#### Goal:
Collect every line in the material below that contains the word "instance", treating uppercase and lowercase as distinct, and copy each such line in full.
· · ·
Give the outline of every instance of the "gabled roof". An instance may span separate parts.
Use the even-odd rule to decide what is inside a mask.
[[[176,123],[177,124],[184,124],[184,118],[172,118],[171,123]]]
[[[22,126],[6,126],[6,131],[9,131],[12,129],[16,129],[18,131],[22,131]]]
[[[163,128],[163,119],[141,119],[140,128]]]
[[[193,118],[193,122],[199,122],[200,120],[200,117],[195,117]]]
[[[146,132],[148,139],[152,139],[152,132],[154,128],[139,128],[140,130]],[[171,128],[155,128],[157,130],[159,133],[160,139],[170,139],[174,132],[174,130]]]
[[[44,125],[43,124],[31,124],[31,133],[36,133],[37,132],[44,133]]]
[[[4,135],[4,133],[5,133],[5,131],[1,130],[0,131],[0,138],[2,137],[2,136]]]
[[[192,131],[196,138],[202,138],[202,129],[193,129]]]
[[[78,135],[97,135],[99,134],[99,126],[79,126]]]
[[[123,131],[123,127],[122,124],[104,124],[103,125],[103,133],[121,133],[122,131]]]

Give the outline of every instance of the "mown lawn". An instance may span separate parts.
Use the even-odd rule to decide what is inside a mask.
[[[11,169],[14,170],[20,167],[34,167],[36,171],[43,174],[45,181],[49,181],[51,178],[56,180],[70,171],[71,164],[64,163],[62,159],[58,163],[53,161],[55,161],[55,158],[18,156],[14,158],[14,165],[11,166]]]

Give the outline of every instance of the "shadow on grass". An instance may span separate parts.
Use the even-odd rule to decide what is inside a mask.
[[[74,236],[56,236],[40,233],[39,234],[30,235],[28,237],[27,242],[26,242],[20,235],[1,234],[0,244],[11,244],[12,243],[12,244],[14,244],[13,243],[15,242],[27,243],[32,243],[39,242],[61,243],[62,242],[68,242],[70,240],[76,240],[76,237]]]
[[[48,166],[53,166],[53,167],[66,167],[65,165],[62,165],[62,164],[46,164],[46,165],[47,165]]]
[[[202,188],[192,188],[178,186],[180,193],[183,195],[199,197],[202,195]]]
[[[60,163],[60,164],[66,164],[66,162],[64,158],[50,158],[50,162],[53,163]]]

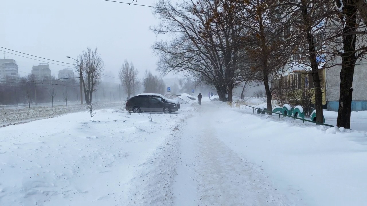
· · ·
#### Correct output:
Give the outline of every instance of the "gabled roof". An instance may span separate parts.
Give the outline of every instance of the "mown lawn". An instance may span separate parts.
Give the outline of every instance of the "shadow on grass". An instance may span separate parts.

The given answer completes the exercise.